• **WHAT IS ASKED**: State how many lines of the data below contain the word "patch". Give only the number.

• **DATA ROWS**:
+++
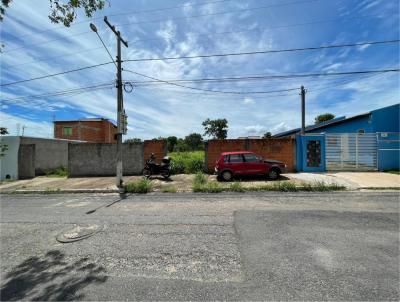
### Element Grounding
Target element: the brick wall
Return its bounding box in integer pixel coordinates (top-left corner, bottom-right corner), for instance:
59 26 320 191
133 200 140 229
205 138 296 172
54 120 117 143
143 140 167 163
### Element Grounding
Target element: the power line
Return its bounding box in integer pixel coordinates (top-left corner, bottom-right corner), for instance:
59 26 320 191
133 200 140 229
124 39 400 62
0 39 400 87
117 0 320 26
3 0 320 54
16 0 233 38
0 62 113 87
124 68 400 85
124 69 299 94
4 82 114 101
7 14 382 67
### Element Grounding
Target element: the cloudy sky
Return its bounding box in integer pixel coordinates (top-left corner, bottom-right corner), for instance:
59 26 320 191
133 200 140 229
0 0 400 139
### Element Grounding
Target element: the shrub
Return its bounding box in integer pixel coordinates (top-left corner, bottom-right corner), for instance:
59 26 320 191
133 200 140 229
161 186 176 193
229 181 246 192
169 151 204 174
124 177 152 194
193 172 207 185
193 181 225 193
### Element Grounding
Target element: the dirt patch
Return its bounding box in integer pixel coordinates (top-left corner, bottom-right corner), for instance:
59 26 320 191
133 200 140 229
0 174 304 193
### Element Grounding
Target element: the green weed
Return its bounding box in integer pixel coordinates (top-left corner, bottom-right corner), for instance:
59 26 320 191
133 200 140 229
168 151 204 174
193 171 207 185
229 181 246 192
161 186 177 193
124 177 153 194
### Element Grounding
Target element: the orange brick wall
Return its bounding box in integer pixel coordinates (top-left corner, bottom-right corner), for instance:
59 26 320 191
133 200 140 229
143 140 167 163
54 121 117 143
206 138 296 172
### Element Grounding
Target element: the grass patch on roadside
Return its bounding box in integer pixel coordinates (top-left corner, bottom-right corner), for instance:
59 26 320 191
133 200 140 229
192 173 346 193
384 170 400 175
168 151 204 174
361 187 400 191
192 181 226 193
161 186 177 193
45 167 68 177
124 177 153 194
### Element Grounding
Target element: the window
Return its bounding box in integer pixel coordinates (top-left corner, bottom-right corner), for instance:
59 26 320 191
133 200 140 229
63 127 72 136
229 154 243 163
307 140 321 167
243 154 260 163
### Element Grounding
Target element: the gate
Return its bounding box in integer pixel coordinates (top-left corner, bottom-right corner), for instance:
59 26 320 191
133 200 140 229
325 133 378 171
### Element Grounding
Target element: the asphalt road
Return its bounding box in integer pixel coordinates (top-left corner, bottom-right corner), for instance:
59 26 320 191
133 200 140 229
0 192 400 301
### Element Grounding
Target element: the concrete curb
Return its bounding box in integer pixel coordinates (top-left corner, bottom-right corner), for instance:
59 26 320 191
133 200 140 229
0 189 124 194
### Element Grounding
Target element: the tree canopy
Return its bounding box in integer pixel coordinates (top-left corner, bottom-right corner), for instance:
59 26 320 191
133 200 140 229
+++
• **RESPONSE TO THIS TASK**: 2